### WHAT IS ASKED:
Which lines in the entries below contain the word "shirt"? Show each one in full.

>> BEGIN AVAILABLE DATA

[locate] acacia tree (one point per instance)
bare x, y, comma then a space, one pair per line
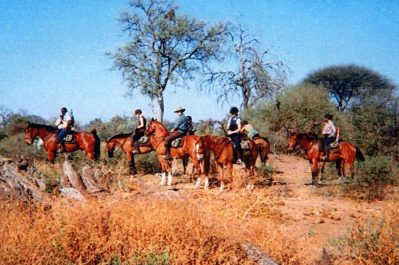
254, 79
351, 83
164, 47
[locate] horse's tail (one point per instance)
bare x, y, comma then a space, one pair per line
97, 145
359, 154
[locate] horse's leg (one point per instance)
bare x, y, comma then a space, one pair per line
322, 171
314, 165
185, 162
221, 176
130, 158
163, 170
170, 176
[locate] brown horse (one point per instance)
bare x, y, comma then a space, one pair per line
89, 142
191, 147
223, 152
263, 146
124, 142
346, 155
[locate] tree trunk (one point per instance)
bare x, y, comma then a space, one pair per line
161, 107
13, 183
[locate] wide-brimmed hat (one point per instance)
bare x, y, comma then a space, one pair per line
180, 109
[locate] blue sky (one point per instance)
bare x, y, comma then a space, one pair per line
52, 53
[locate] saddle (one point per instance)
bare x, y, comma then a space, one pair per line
177, 142
143, 139
70, 138
332, 147
245, 145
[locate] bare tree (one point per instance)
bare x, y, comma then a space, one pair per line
254, 79
164, 47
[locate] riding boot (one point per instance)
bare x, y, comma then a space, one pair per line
138, 147
62, 147
167, 152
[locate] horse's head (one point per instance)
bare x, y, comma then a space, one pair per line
110, 148
30, 133
292, 140
151, 127
155, 127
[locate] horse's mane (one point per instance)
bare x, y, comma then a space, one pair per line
161, 125
121, 135
45, 126
311, 137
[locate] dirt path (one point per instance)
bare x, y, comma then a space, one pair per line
316, 212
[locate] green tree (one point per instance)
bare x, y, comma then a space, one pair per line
351, 83
257, 76
164, 47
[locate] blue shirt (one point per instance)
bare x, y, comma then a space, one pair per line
181, 124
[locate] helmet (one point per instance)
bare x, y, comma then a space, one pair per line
180, 109
233, 110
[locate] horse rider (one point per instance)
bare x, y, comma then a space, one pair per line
180, 127
249, 130
64, 123
191, 130
329, 133
233, 131
139, 131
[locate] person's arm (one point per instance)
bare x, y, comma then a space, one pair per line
141, 122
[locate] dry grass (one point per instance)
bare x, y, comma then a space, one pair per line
372, 242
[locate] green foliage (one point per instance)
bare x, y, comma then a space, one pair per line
302, 106
164, 47
350, 83
148, 163
373, 176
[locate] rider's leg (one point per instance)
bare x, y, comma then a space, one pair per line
167, 141
60, 138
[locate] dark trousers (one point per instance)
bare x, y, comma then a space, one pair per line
138, 133
168, 139
236, 139
62, 134
326, 142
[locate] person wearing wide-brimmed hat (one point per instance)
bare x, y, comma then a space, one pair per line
139, 131
233, 131
180, 127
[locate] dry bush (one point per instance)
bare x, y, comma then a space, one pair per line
128, 231
372, 242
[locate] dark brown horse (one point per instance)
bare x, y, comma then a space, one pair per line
124, 142
89, 142
191, 147
263, 146
223, 153
346, 155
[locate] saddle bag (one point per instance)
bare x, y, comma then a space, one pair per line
69, 138
245, 145
178, 142
143, 139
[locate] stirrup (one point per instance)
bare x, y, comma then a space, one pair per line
167, 157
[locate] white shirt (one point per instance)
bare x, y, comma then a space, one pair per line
62, 121
329, 128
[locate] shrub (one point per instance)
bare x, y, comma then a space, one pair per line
374, 175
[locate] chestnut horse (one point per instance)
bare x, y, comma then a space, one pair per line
124, 142
191, 147
347, 153
223, 153
89, 142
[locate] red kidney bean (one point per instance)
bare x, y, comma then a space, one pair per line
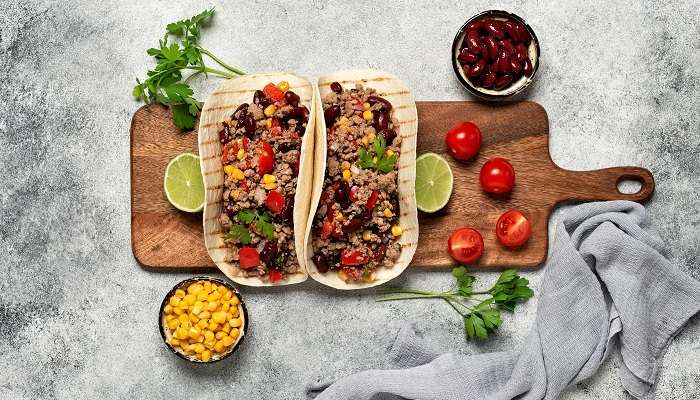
515, 66
477, 69
466, 57
489, 79
527, 67
491, 27
336, 87
492, 47
502, 81
372, 100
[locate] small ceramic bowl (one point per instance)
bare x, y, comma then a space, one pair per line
516, 86
166, 334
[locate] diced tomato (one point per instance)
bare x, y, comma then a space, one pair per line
274, 201
266, 158
273, 92
248, 257
274, 275
372, 201
353, 257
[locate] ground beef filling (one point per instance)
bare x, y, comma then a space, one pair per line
262, 146
356, 225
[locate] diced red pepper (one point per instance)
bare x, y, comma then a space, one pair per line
274, 201
353, 257
273, 92
248, 257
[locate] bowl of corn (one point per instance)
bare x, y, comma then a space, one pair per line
203, 319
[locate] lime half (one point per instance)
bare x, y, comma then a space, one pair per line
183, 183
433, 182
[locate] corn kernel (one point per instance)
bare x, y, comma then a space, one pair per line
270, 110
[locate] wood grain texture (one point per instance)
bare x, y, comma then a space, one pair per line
163, 237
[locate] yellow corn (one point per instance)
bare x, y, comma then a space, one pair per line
270, 110
283, 86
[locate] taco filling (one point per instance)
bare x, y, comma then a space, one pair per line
356, 226
261, 152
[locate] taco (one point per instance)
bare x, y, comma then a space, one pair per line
363, 227
256, 138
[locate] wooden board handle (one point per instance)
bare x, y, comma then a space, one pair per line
602, 184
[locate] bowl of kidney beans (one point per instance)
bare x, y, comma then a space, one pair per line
495, 55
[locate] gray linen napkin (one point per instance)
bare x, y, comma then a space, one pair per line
605, 280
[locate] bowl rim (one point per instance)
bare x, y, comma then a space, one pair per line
188, 281
456, 66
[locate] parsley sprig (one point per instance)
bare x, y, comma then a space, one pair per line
481, 315
382, 163
165, 83
262, 223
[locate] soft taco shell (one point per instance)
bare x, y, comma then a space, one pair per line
221, 103
404, 109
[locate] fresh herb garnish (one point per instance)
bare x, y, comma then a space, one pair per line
481, 315
165, 83
383, 163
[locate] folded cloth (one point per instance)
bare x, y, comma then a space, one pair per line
605, 280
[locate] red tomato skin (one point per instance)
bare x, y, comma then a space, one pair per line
248, 257
513, 229
497, 176
465, 245
274, 201
463, 140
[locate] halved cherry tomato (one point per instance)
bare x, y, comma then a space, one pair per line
274, 201
513, 229
274, 275
466, 245
463, 140
273, 92
353, 257
497, 176
266, 158
248, 257
372, 200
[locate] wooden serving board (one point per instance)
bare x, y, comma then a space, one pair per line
163, 237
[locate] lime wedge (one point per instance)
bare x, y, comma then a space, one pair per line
183, 183
433, 182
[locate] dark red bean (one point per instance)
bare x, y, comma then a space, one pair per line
466, 57
492, 47
331, 114
291, 98
336, 87
489, 79
477, 68
527, 67
502, 81
491, 27
372, 100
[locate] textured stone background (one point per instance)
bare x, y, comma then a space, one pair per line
78, 315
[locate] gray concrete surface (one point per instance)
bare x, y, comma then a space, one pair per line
78, 315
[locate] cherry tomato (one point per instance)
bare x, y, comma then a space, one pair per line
353, 257
266, 158
513, 229
274, 275
273, 92
463, 140
497, 176
274, 201
248, 257
465, 245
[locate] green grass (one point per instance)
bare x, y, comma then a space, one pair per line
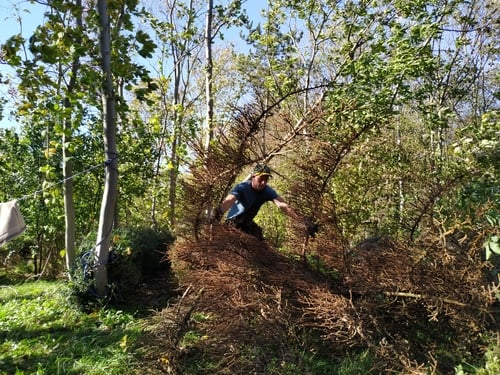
42, 332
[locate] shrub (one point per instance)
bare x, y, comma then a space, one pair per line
135, 254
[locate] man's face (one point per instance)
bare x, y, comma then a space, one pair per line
259, 182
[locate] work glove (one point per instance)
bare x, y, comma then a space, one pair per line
214, 215
311, 227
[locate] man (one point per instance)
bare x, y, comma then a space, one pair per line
246, 198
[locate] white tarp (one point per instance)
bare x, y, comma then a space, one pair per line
11, 221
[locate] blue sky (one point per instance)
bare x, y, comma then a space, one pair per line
32, 15
10, 13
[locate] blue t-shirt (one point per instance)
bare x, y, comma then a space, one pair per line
249, 201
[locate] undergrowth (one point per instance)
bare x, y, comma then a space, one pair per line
42, 332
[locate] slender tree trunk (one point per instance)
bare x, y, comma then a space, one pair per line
69, 208
111, 178
209, 118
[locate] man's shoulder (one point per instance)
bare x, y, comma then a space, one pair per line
245, 185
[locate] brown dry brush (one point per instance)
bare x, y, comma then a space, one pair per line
409, 303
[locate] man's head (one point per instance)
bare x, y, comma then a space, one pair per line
260, 176
261, 170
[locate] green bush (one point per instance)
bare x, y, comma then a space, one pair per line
135, 254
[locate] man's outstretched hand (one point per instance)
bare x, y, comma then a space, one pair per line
214, 215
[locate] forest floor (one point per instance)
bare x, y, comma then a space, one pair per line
234, 305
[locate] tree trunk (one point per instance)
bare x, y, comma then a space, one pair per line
69, 207
208, 77
111, 175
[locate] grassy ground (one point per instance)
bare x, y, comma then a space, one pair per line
42, 332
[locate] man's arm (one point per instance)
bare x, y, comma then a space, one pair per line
310, 225
226, 203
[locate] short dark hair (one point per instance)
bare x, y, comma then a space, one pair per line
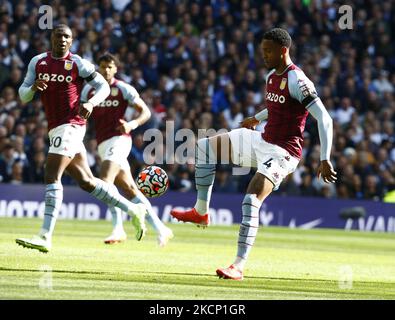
280, 36
108, 57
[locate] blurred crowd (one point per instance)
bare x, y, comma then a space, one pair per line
197, 64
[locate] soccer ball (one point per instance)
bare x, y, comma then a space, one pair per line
153, 181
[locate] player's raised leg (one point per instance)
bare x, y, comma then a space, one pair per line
209, 151
258, 189
107, 193
55, 166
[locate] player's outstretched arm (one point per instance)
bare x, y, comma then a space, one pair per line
325, 131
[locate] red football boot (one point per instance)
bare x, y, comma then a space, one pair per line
230, 273
191, 216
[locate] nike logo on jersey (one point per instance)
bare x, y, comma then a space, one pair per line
273, 97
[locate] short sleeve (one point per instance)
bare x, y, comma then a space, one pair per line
129, 92
85, 68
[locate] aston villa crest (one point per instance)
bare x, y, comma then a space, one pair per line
68, 65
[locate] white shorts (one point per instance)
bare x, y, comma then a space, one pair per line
67, 140
116, 149
250, 150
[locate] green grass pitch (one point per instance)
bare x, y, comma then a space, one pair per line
284, 264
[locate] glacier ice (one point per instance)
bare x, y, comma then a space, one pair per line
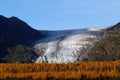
66, 45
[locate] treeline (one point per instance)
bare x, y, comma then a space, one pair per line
71, 71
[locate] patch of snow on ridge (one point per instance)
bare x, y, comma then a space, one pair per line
67, 45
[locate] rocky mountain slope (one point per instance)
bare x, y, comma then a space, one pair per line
16, 34
67, 45
108, 48
19, 43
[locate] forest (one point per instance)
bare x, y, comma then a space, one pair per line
71, 71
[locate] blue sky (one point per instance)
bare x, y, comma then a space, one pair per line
63, 14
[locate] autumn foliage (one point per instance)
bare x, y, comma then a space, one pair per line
71, 71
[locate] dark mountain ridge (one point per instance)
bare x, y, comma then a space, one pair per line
14, 32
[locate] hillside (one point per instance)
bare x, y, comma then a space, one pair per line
108, 48
15, 32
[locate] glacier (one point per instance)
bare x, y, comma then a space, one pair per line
65, 46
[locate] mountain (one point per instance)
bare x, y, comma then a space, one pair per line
67, 45
14, 33
108, 48
19, 43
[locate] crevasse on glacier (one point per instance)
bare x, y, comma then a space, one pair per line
67, 45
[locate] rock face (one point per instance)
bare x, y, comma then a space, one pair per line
15, 32
66, 46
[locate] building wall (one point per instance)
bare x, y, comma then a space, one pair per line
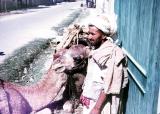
139, 30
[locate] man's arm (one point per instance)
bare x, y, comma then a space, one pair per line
99, 104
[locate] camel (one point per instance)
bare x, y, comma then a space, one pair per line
18, 99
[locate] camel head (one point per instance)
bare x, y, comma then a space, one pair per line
70, 59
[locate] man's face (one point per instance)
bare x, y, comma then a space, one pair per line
95, 36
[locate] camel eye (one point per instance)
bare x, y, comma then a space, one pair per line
77, 59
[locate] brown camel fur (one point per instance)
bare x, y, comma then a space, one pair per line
17, 99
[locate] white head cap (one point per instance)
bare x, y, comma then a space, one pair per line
105, 23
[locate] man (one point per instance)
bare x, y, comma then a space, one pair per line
102, 88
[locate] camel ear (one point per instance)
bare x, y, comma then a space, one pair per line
58, 67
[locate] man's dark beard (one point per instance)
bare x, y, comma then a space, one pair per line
96, 44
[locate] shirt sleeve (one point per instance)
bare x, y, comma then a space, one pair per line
112, 71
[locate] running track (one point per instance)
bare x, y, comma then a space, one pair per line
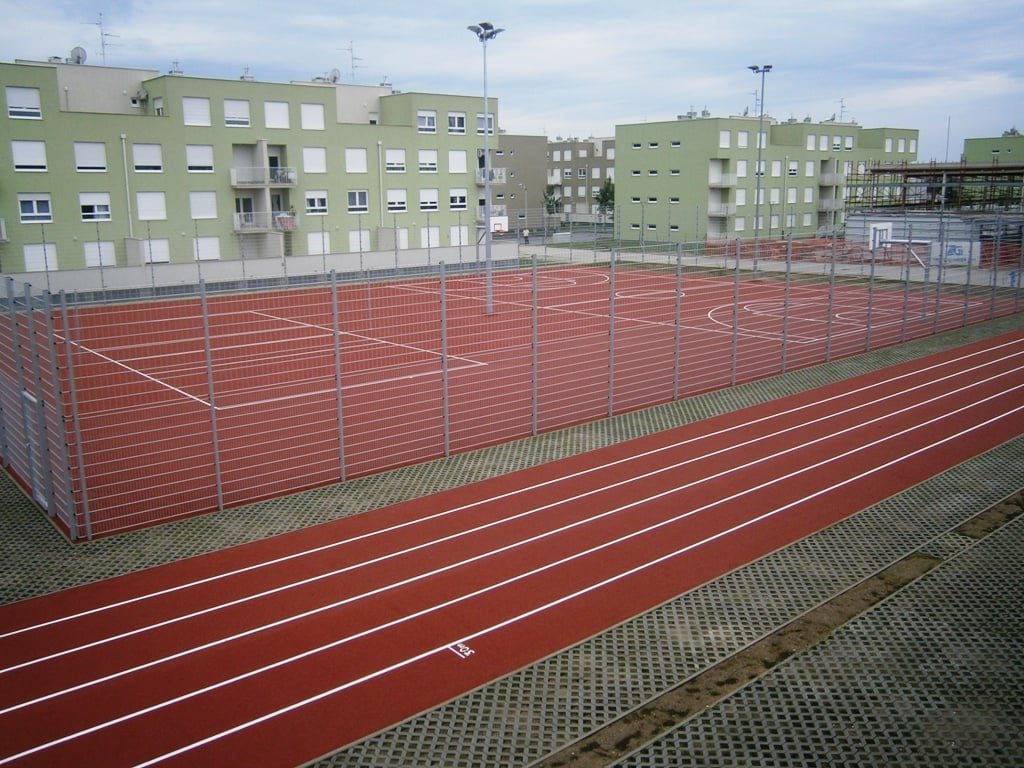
283, 650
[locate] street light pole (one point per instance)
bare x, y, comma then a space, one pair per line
485, 32
762, 71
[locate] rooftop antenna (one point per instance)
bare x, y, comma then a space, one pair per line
353, 58
102, 37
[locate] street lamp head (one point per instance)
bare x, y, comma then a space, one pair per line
484, 31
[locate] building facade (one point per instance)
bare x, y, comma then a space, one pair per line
700, 177
577, 171
110, 167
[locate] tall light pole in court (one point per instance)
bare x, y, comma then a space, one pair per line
758, 171
486, 32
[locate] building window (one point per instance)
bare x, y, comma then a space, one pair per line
203, 205
237, 113
35, 208
358, 201
428, 161
486, 125
458, 161
316, 203
147, 158
95, 206
99, 254
90, 157
196, 111
29, 156
40, 257
426, 121
199, 158
312, 117
394, 161
428, 200
396, 202
206, 249
314, 159
275, 115
355, 160
24, 102
458, 200
151, 206
457, 122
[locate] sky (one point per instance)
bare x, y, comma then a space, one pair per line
951, 69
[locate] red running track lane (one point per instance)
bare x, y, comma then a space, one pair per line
279, 651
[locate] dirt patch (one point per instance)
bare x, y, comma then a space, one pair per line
673, 708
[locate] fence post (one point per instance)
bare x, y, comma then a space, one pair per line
535, 351
336, 328
444, 365
870, 300
58, 407
735, 322
785, 303
677, 332
832, 303
611, 335
215, 438
75, 420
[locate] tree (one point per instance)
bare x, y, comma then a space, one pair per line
552, 203
606, 197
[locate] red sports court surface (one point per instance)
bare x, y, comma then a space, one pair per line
280, 651
290, 394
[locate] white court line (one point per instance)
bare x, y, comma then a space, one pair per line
505, 548
571, 476
135, 371
512, 580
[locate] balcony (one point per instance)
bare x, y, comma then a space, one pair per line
498, 175
722, 181
721, 210
263, 176
265, 221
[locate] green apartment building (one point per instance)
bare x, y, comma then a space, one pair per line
113, 167
700, 177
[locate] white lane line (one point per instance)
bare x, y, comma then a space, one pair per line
491, 553
515, 492
518, 617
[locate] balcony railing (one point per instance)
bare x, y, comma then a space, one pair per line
265, 221
719, 210
723, 180
263, 176
498, 175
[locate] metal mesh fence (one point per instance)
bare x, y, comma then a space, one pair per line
121, 414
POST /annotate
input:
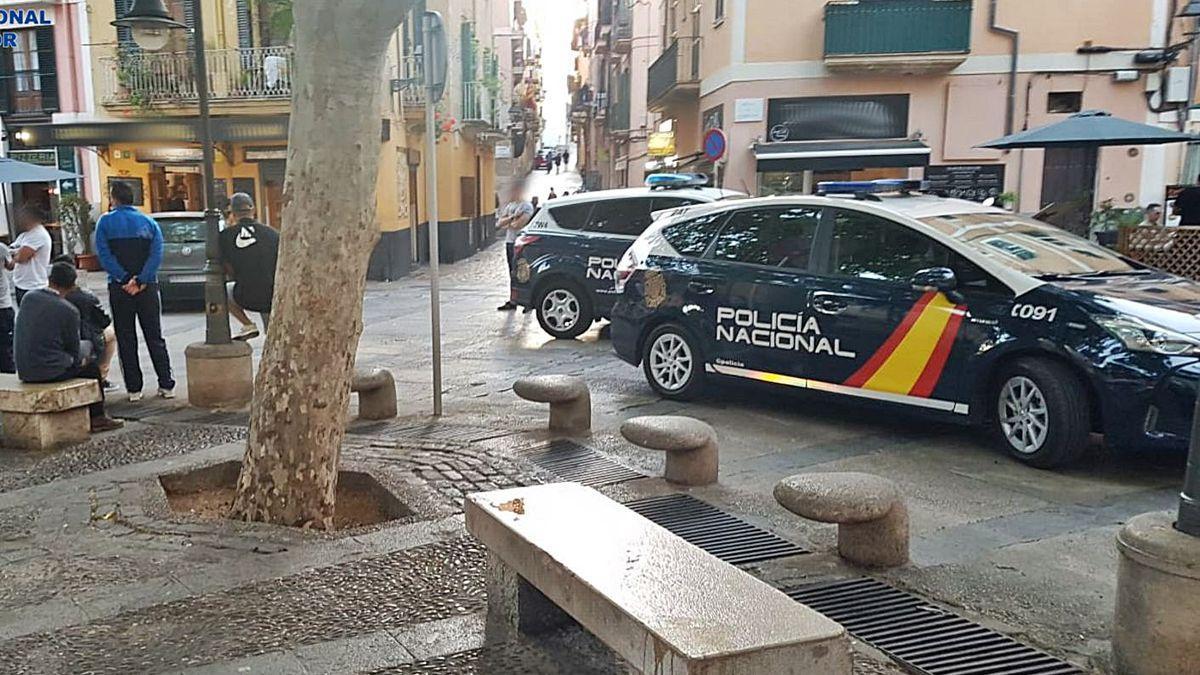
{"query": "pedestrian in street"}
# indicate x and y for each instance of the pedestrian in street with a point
(514, 216)
(1187, 205)
(129, 244)
(30, 261)
(250, 251)
(95, 324)
(48, 347)
(7, 315)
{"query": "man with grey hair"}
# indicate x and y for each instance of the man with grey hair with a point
(249, 252)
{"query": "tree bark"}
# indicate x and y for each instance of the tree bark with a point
(289, 472)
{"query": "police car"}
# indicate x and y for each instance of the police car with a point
(565, 260)
(945, 306)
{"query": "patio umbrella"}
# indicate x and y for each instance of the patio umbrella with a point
(1090, 129)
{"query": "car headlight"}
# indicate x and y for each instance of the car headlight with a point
(1139, 335)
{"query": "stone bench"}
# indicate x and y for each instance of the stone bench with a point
(690, 446)
(871, 517)
(567, 551)
(570, 402)
(40, 417)
(377, 393)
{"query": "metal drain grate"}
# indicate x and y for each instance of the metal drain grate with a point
(922, 635)
(579, 464)
(720, 533)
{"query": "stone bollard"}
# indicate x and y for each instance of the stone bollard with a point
(871, 517)
(1158, 598)
(570, 401)
(377, 393)
(690, 444)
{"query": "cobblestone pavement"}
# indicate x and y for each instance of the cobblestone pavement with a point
(323, 604)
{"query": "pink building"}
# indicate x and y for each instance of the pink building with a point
(809, 90)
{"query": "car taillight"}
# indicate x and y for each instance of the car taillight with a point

>> END AVAILABLE DATA

### EXPECTED OUTPUT:
[locate] blue shirt (one point per instance)
[locate] white shirt (one point per instance)
[locate] blue t-shirt (one point per instance)
[locate] shirt sleeve (one point per instance)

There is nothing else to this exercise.